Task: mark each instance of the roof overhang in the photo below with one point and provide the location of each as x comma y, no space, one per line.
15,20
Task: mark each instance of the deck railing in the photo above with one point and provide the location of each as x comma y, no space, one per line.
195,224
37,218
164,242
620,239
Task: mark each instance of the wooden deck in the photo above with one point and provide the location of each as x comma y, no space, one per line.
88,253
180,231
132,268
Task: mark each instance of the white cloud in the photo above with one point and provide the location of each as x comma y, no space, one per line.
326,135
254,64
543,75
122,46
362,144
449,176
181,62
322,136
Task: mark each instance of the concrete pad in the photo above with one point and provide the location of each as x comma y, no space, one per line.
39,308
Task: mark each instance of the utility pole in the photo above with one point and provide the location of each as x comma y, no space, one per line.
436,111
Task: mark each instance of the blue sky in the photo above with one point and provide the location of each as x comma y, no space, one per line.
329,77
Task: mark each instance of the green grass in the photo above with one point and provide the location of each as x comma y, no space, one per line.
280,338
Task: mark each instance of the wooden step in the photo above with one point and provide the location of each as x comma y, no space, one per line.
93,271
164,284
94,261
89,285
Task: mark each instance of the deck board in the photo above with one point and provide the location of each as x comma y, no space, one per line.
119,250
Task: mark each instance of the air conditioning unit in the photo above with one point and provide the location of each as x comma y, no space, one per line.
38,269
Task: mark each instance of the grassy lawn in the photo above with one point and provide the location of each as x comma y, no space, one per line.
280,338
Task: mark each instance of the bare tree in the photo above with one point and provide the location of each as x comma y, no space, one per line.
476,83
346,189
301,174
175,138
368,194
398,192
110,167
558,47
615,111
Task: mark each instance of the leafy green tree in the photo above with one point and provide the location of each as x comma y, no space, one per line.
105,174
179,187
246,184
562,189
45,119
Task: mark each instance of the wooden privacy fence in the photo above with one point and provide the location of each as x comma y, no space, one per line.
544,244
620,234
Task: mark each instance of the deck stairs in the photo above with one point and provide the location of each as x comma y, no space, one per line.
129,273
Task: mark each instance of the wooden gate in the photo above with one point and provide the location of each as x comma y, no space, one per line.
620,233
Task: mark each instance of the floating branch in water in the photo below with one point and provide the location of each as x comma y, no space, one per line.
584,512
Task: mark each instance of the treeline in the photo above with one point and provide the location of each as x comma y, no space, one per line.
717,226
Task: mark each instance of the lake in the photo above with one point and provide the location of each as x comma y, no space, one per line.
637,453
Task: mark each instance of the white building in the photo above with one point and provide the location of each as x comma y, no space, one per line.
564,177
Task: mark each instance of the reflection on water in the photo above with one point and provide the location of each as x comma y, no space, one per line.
:::
Your goal ::
Output all of the listing exactly as written.

Solved exercise ::
Task: mark each instance of the roof overhang in the photo below with one point and provide the location of each as x comma y, no space, one per line.
15,20
Task: mark each instance of the deck railing in the photo above with one point and provide the location of each as x comma y, no space, one per line.
195,224
37,218
164,242
620,239
Task: mark each instance of the wooden deck in the photo above with one point and provide the location of each as x comma y, no space, one per line.
88,253
180,231
132,268
Task: mark each instance of the white cloud in the photo above with one point and provide the location of each as x comma y, no space, one per line.
326,135
254,64
543,75
122,46
362,144
449,176
181,62
322,136
Task: mark each instance of the concrete pad in the photo above with one point and provide the location of each as x comma y, no space, one per line.
39,308
Task: mark each instance of the utility pole in the photo above with one point and provide the location of each as x comma y, no space, one per line.
436,111
Task: mark each instance of the blue sky in the photo above with one point and provide the location of each as x comma y, no space, one per line.
329,77
Task: mark each instance of the green grass in the photo above with one point and provide the location of each as x comma y, no space, one per line.
280,338
Task: mark each instance of the wooden step in the photo above with one point and provide the location of each as x comma y, no space, one per line.
93,271
164,284
94,261
89,285
Task: mark each instance of the deck board in the photo above with one point and provide the location of each as x comma y, no space, one per line.
119,250
Task: mark each instance of the air conditioning unit in the photo above with one point and provide the location of each as x comma y, no space, one per line.
38,269
Task: mark each instance of the grassy lawn in the photo above with one point and provide the location of each as x comma y, no space, one per line.
280,338
Task: mark each instance of the bare tree in the photo above with one point and provide the location of each as x comma y, no space, one per line.
476,83
346,189
301,174
175,138
368,194
398,192
110,167
558,47
615,111
Task: mark each instance of the leafy green tree in the photo above with one point and provide the location of each as x comma y, no space, one per line.
105,174
179,187
246,184
562,189
45,119
Task: mark each instance of the wooden privacy fence in the photo above with one point and provide the location of each as x comma y, no space, one per line.
544,244
620,234
Task: mark each instance of the deck stairs in the photo above with one point and provide the location of each as x comma y, no space, one per line.
129,273
Task: mark each instance of the wooden gate in the photo above with one point and provide the location of each as x comma y, no space, one per line.
620,233
Task: mark each instance of the floating branch in water in the photo below with one point and provide the location of each as x comma y, no space, one per line.
584,512
Task: mark each instance of the treeline in the photo above with one point and provide the location of each as x comma y, no space, one per line.
717,226
Task: mark each instance of the lake in the photo above with one point and provide the location of each as x comma y, no space, one per line.
637,453
Task: mark each instance of the white building in the photo above with one point and provide the location of each as x comma y, no space, one per line.
564,177
Task: mark each instance of the reflection on water in the photo above with one point and provide the location of each as x comma y, no space, one per line.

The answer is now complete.